• **Problem details**: Print the lines in the listing below that fall between the line with "Query: flat rock slab" and the line with "find rock |", those two lines included, exactly as they stand and with nothing else.

_ _ _ _ _ _ _

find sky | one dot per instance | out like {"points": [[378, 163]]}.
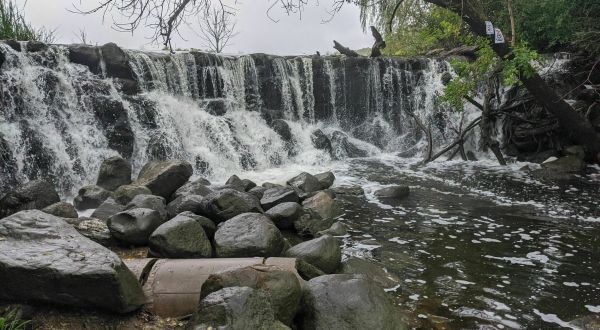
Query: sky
{"points": [[290, 35]]}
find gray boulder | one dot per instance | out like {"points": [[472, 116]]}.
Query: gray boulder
{"points": [[192, 203], [278, 195], [107, 209], [282, 287], [62, 210], [124, 194], [285, 214], [248, 235], [33, 195], [323, 252], [234, 308], [134, 226], [114, 172], [44, 259], [225, 204], [180, 238], [350, 302], [163, 178], [90, 197], [152, 202]]}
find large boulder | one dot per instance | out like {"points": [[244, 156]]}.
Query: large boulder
{"points": [[152, 202], [285, 214], [107, 209], [235, 308], [192, 203], [278, 195], [124, 194], [114, 172], [282, 287], [180, 238], [248, 235], [44, 259], [323, 252], [61, 210], [163, 178], [225, 204], [134, 226], [32, 195], [350, 302], [90, 197]]}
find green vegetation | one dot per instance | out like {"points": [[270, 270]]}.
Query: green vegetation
{"points": [[14, 26]]}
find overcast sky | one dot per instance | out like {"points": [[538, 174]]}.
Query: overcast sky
{"points": [[257, 33]]}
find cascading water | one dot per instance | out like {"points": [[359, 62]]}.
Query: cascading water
{"points": [[61, 118]]}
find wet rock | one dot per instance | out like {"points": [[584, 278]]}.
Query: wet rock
{"points": [[33, 195], [114, 172], [235, 308], [107, 209], [248, 235], [227, 203], [61, 267], [192, 203], [282, 287], [180, 237], [344, 301], [134, 226], [152, 202], [62, 210], [323, 252], [124, 194], [163, 178], [209, 227], [90, 197], [278, 195], [285, 214], [394, 192], [305, 182], [325, 179]]}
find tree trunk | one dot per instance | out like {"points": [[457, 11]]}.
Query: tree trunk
{"points": [[578, 128]]}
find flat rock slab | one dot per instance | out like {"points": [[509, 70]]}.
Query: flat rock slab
{"points": [[44, 259]]}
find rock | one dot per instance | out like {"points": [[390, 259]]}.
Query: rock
{"points": [[198, 187], [285, 214], [163, 178], [32, 195], [393, 192], [235, 308], [114, 172], [282, 287], [107, 209], [248, 235], [323, 205], [323, 252], [134, 226], [96, 230], [278, 195], [258, 192], [44, 259], [325, 179], [344, 301], [180, 238], [305, 182], [61, 210], [227, 203], [337, 229], [90, 197], [192, 203], [209, 227]]}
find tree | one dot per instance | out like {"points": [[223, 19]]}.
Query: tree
{"points": [[217, 29]]}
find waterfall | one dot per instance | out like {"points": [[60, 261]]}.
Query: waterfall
{"points": [[62, 113]]}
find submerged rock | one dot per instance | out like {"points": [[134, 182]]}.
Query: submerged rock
{"points": [[44, 259]]}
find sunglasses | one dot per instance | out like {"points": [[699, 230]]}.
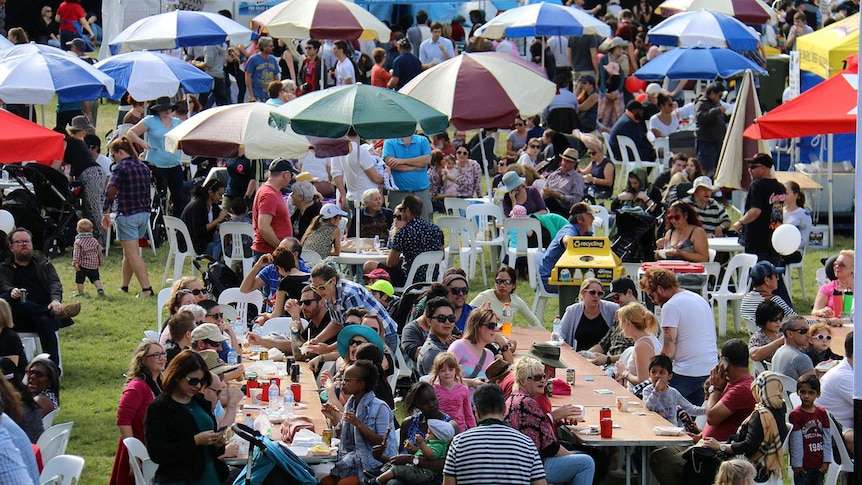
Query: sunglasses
{"points": [[445, 318], [195, 381], [322, 286]]}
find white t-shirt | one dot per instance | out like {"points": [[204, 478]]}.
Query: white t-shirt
{"points": [[696, 341], [353, 170]]}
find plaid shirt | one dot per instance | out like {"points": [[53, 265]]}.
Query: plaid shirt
{"points": [[87, 252], [131, 178]]}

_ _ _ _ _ _ _

• **Problem solution**:
Query: flat rock slab
{"points": [[44, 259]]}
find rock | one dot per instance | out like {"points": [[390, 259]]}.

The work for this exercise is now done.